* Given request
Copy the lines between the one holding "mark: man wading" and the end of the records, inclusive, with their requests, and add -110 to every x and y coordinate in the answers.

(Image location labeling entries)
================

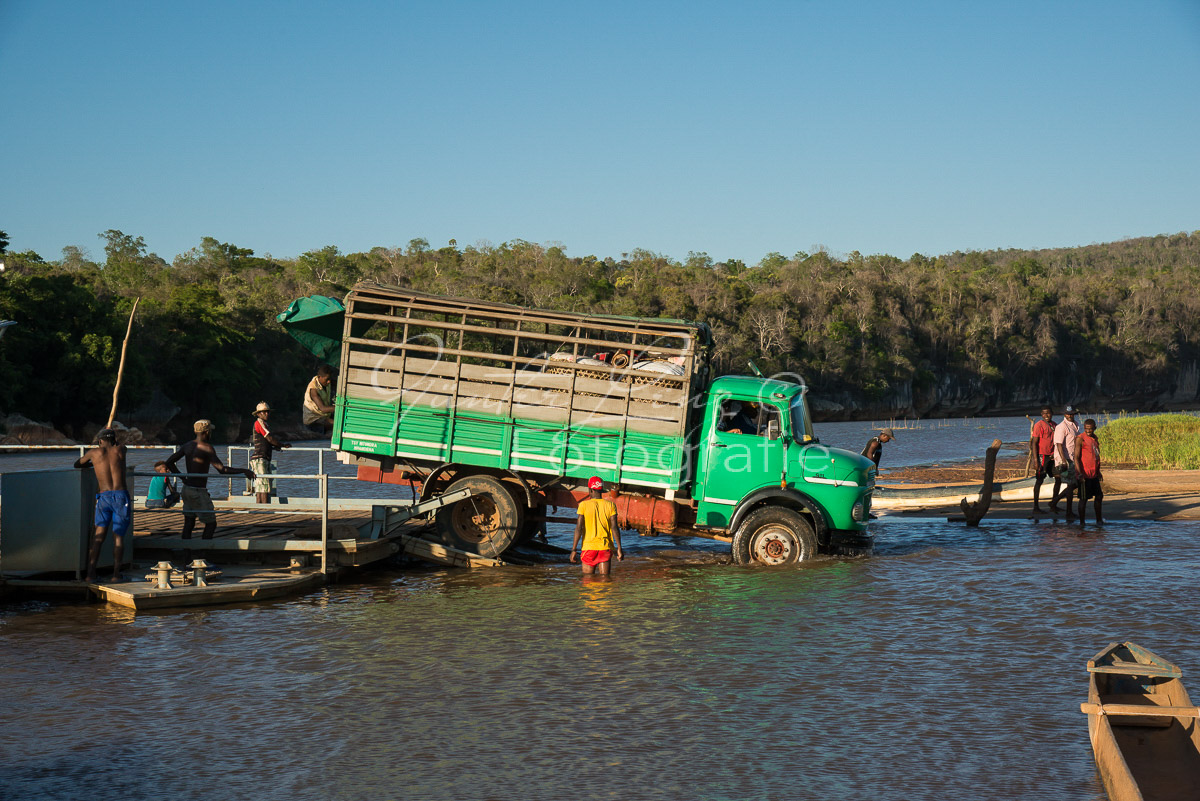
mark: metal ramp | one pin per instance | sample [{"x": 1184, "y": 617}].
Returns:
[{"x": 388, "y": 521}]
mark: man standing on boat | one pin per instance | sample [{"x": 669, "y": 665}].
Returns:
[
  {"x": 1042, "y": 444},
  {"x": 318, "y": 402},
  {"x": 874, "y": 449},
  {"x": 264, "y": 444},
  {"x": 598, "y": 527},
  {"x": 1087, "y": 462},
  {"x": 1065, "y": 434},
  {"x": 198, "y": 455},
  {"x": 114, "y": 509}
]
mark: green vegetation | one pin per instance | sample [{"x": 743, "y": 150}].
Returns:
[
  {"x": 1115, "y": 319},
  {"x": 1153, "y": 441}
]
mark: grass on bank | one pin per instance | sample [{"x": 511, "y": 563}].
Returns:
[{"x": 1152, "y": 443}]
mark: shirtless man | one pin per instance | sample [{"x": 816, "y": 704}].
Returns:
[
  {"x": 114, "y": 509},
  {"x": 198, "y": 455}
]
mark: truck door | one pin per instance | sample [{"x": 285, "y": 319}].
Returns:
[{"x": 744, "y": 452}]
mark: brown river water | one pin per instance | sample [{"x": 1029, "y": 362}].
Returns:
[{"x": 948, "y": 663}]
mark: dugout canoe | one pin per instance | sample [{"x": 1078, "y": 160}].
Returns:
[
  {"x": 899, "y": 497},
  {"x": 1143, "y": 726}
]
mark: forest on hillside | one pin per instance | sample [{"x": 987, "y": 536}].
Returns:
[{"x": 873, "y": 336}]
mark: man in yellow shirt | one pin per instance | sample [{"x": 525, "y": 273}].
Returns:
[{"x": 598, "y": 527}]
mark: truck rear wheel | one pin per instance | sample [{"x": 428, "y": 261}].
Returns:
[
  {"x": 486, "y": 523},
  {"x": 774, "y": 535}
]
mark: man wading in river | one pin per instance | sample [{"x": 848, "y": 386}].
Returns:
[
  {"x": 598, "y": 527},
  {"x": 1042, "y": 445},
  {"x": 113, "y": 505},
  {"x": 198, "y": 455}
]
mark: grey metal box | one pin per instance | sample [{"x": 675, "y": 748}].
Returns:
[{"x": 46, "y": 522}]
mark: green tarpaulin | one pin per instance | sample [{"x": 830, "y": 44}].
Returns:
[{"x": 317, "y": 323}]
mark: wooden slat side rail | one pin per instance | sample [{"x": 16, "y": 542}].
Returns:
[
  {"x": 583, "y": 339},
  {"x": 1139, "y": 710},
  {"x": 412, "y": 301},
  {"x": 395, "y": 361}
]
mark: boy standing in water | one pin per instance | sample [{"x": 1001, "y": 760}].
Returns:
[
  {"x": 113, "y": 505},
  {"x": 598, "y": 527},
  {"x": 1042, "y": 444},
  {"x": 1087, "y": 463},
  {"x": 1065, "y": 435}
]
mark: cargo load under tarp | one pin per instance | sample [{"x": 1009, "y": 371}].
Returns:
[{"x": 318, "y": 323}]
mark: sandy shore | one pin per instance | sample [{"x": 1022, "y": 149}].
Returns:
[{"x": 1128, "y": 494}]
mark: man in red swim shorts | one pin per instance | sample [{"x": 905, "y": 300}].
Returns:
[{"x": 598, "y": 527}]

================

* The answer
mark: man wading in river | one pin per instance | sample [{"x": 848, "y": 386}].
Returns:
[
  {"x": 488, "y": 417},
  {"x": 932, "y": 335},
  {"x": 3, "y": 395},
  {"x": 88, "y": 345}
]
mark: grey metal box | one pin per instance | sample [{"x": 675, "y": 748}].
Returns:
[{"x": -64, "y": 412}]
mark: green tarpaulin | one pin per instance | sample [{"x": 830, "y": 44}].
Returns:
[{"x": 207, "y": 213}]
mark: wooden slat side rail | one pin per instance | sample [{"x": 16, "y": 542}].
Returns:
[
  {"x": 473, "y": 229},
  {"x": 1029, "y": 600},
  {"x": 302, "y": 191},
  {"x": 285, "y": 251}
]
mark: boy standing in water | one pin per instance | sample [{"x": 1001, "y": 760}].
Returns:
[
  {"x": 3, "y": 395},
  {"x": 488, "y": 417},
  {"x": 932, "y": 334},
  {"x": 977, "y": 353},
  {"x": 955, "y": 325}
]
mark: cargo load under tarp | one pin per instance | sample [{"x": 1009, "y": 371}].
Returns:
[{"x": 208, "y": 213}]
mark: sandy shore | one pin per instance | sample [{"x": 1022, "y": 149}].
Returns:
[{"x": 1018, "y": 384}]
mark: man in red swim shorts | one pin per instance | sample [{"x": 905, "y": 300}].
Returns:
[{"x": 488, "y": 417}]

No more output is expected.